Goal:
Tally the lines in the items below that contain the string "walking", treating uppercase and lowercase as different, and give only that number.

Supplied records:
┌──

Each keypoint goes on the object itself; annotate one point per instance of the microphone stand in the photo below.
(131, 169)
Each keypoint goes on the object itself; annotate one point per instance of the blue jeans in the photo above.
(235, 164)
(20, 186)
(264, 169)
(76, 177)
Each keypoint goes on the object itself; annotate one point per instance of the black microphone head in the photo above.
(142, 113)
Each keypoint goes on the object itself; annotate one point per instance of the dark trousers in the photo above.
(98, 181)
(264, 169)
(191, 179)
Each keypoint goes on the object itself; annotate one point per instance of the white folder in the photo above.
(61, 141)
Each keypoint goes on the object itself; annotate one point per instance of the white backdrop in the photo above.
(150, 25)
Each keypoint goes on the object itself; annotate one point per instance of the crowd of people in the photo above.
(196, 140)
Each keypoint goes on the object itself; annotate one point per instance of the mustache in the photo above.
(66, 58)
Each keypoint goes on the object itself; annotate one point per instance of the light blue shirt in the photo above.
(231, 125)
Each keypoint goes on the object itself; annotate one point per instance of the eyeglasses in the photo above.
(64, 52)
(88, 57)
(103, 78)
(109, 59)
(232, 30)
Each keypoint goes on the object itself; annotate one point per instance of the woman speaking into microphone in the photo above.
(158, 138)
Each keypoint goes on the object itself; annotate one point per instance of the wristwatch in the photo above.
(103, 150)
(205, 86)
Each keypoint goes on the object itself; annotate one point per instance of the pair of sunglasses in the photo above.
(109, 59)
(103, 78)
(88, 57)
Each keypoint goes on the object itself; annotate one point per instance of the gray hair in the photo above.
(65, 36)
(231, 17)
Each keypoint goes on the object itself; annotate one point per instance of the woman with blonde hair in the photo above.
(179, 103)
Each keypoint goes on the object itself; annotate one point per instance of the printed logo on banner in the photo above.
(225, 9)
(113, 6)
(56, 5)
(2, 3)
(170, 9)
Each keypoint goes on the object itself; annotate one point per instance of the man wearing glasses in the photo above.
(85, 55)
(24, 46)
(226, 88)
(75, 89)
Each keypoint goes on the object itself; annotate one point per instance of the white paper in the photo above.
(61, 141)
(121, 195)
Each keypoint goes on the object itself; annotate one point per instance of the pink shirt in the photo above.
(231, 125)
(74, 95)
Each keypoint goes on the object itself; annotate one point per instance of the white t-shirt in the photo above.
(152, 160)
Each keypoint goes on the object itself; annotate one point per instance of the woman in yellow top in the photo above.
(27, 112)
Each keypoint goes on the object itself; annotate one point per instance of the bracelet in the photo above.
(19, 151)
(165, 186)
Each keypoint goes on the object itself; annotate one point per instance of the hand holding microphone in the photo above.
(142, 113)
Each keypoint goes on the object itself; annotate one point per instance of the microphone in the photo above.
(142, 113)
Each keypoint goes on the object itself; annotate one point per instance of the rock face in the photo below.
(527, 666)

└──
┌──

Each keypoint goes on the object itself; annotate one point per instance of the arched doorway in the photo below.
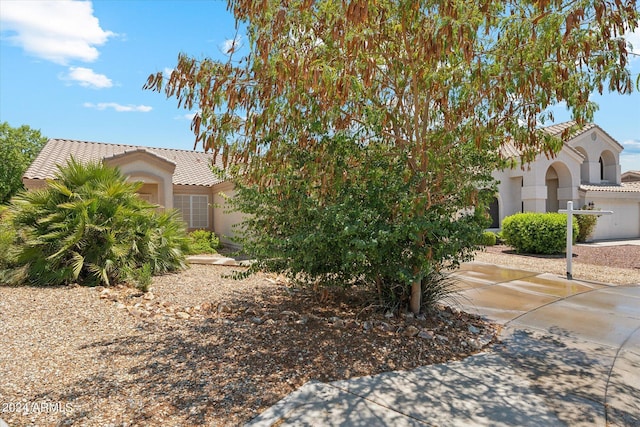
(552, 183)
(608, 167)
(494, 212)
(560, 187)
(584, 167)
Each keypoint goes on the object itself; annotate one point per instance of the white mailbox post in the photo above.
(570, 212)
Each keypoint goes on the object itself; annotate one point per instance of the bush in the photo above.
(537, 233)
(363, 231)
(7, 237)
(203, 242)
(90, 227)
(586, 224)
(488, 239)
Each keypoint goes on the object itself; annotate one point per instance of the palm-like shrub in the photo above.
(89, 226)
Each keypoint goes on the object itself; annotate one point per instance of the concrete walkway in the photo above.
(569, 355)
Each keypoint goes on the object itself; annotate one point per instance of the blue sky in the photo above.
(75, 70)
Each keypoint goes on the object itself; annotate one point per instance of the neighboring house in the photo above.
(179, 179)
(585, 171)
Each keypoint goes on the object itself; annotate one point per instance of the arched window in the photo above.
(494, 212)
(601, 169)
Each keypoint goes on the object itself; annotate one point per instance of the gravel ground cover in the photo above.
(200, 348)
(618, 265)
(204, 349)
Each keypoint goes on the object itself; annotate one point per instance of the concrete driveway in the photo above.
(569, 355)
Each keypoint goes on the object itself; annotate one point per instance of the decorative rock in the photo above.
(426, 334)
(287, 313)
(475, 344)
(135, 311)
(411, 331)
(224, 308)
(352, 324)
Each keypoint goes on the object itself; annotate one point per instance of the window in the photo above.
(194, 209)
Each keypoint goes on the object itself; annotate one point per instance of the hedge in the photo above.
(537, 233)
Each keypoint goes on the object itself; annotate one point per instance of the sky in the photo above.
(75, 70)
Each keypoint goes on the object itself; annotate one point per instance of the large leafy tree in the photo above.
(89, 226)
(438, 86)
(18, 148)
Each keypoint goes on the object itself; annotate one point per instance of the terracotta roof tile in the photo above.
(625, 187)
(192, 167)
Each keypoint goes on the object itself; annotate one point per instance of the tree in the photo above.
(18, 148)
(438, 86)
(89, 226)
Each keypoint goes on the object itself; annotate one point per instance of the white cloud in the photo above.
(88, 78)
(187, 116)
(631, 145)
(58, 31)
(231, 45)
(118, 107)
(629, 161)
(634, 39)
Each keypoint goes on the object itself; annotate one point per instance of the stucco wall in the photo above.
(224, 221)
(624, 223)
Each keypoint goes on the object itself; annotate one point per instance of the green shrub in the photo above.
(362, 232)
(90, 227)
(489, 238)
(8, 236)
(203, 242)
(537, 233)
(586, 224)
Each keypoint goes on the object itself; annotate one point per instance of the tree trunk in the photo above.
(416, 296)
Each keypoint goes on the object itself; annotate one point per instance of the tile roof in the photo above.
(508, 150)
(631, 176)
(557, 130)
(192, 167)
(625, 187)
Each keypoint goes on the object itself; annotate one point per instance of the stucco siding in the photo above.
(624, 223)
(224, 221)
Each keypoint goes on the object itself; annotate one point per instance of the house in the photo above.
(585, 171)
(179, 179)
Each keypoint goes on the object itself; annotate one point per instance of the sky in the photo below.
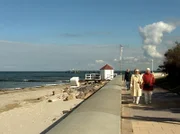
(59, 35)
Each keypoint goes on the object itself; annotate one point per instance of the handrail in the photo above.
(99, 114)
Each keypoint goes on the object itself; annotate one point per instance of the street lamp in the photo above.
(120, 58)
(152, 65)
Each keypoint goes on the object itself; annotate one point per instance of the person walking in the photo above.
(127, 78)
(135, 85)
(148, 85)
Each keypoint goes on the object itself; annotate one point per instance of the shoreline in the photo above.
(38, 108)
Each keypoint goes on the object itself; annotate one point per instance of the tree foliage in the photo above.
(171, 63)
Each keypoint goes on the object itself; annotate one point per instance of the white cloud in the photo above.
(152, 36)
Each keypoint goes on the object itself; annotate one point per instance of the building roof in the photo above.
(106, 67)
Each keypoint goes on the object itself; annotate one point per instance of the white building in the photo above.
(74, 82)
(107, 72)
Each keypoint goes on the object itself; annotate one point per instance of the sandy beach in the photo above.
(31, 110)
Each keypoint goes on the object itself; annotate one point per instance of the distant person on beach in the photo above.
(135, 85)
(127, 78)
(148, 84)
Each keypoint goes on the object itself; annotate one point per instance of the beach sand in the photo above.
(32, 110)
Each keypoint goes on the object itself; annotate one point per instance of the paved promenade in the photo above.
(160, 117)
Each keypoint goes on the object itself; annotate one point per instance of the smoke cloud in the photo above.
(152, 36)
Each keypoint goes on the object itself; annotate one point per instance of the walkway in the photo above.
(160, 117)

└──
┌──

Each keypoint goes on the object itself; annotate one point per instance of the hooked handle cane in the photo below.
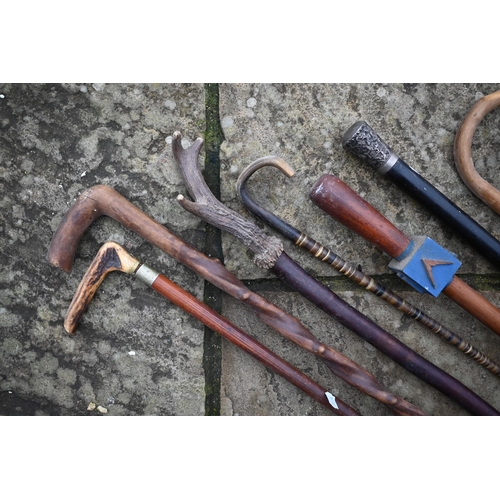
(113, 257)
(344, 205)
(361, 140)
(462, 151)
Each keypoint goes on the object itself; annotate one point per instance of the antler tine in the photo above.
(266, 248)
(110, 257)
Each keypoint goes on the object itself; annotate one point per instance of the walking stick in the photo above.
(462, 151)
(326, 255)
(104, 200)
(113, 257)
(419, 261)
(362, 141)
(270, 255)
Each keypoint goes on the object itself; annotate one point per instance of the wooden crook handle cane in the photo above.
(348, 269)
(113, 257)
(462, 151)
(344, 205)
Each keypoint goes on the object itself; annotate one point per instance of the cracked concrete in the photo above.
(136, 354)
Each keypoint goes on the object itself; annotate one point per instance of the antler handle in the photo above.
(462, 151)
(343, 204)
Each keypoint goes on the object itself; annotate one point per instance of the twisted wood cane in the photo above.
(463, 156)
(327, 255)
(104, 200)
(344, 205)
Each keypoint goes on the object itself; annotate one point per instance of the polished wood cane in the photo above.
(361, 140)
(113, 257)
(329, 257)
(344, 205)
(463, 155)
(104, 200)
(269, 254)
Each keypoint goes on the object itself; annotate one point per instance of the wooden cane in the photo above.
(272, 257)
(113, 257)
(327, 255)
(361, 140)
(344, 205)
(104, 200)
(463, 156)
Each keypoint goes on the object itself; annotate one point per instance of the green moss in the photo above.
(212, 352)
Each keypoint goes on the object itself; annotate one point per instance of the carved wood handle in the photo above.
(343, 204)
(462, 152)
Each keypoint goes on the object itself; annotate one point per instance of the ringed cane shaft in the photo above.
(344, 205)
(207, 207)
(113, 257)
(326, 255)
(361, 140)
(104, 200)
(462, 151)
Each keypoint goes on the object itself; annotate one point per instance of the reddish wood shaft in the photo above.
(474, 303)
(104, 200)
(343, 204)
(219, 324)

└──

The result:
2